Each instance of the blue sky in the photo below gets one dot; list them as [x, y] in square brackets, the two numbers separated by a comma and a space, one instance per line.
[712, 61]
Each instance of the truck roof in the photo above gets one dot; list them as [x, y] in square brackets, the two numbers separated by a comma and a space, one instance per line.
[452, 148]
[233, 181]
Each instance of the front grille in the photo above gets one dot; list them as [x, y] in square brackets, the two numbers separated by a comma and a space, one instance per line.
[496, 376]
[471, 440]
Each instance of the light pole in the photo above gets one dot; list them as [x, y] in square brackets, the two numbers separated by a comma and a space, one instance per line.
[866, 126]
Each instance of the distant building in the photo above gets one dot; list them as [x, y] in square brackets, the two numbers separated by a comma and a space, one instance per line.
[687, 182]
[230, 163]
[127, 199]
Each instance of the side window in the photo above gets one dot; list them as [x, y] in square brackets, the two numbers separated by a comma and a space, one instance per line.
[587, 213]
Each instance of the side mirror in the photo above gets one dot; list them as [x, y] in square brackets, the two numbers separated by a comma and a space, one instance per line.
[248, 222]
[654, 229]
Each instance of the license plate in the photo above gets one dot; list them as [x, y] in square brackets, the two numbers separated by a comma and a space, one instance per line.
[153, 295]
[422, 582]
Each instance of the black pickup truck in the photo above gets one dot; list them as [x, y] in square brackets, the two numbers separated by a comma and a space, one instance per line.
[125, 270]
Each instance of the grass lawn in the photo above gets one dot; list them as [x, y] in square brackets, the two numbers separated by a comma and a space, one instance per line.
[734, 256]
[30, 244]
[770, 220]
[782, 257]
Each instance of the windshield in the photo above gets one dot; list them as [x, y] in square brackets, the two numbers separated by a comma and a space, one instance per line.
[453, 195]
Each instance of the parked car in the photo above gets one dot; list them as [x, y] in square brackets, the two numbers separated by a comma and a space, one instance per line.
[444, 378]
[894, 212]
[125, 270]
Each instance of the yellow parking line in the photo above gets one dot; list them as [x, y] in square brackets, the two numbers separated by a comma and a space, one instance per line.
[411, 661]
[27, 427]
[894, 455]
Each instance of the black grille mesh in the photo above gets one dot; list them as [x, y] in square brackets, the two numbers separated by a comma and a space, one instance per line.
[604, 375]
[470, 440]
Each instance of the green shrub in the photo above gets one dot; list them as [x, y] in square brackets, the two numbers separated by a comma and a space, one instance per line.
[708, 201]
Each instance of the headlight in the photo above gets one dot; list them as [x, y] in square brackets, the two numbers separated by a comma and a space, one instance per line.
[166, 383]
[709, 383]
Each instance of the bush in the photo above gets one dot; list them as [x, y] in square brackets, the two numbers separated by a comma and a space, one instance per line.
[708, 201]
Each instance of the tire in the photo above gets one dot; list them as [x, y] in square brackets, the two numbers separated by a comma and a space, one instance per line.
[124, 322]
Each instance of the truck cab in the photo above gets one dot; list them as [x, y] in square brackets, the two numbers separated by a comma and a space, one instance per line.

__________

THE EXERCISE:
Rewrite all of the records above, changing "dot" to "point" wherever it occurs and leaving everything else as it is.

COMPLETED TASK:
Each instance of the blue sky in the photo below gets one point; list them as [x, y] in square brackets, the two numbers separated by a comma and a space, one instance per line.
[712, 61]
Each instance of the truck roof in the photo above gets one point; list them as [x, y] in square brackets, the two numbers separated by a comma and a space, one instance per line.
[452, 148]
[233, 181]
Each instance of the front grille in the photo above gets one point; list them as [x, y] in square brackets, the two numbers separated by a comma and a space, one instance per line.
[496, 376]
[471, 440]
Each instance of the light pole in the photo above gets one point; list them as [x, y] in square brackets, the two numbers separated by a comma and a space, one instance per line.
[866, 126]
Each instance of the distant building in the photo above gets one point; list them as [x, y] in square brackets, the two numbers separated by a comma and a space, one instance per line.
[687, 182]
[230, 163]
[127, 199]
Each instance of the side window in the photo above gets one point; list them as [x, y] in square brackets, the two numbers separated by a comma and a space, one instance per line.
[587, 213]
Each instance of the side mirror in the photo above gets one point; list them as [x, y] in square brackets, the two numbers separated by a comma and a space, one instance per line.
[248, 222]
[654, 229]
Each instance of the license plate in the photo above gets one point; list them as [x, y] in square brackets, the two numbers separated by a comma and a space, one instance per line.
[153, 295]
[422, 582]
Each instance of the black pickup truck in the photo above gets one point; list them as [x, y] in square brackets, the two numbers separated by a comma and a space, one instance per line.
[125, 270]
Each instance of the grass lawn in the photo above gets one point; list them as [x, y] in square brackets, the two numbers separated by a comma and a space, one instance per line.
[734, 256]
[30, 244]
[770, 220]
[782, 257]
Each instance of the windshield in the photo above gets one point; list them as [x, y] in square brackets, the two numbers separated by a comma and a space, one instance per line.
[453, 195]
Each instance of the parked car in the photo above gets one point; list them as [x, y] in square brackets, the two numbers separated by a comma and a space, one instance per line.
[444, 378]
[894, 212]
[125, 270]
Each instance of the yellow parking line in the photo above gets one point; list them as [x, y] in square brackets, the two numbers separated by a comma and a space, one instance per line.
[411, 661]
[27, 427]
[894, 455]
Each instance of the black grille mesh in the photo above gets one point; list them as [x, y] in square brackets, the two numbers separated by a comma and a space, one instance per line.
[604, 375]
[470, 440]
Each instance of the green shrub in the photo above gets one point; list them as [x, y] in square brackets, the two numbers separated by a comma and a space, one instance per line.
[708, 201]
Each instance of the headlight in the photo above gets one point; list them as [x, y] in square brackets, the two numbers separated by a comma and a space, one instance per line.
[166, 383]
[709, 383]
Each instance of the bush in the photo above gets one point; list them as [x, y] in square brackets, the two numbers separated by a comma and a space, one instance per line.
[708, 201]
Each instance of the tire in the photo above gets one point; list them as [x, y] in square brackets, the two numbers separated by a comma and a space, one instance per line.
[124, 322]
Each instance of the truck cab in the photo above gets one point; list them as [x, y] in square brackets, the two numbers separated by a comma and a space, one instance per line.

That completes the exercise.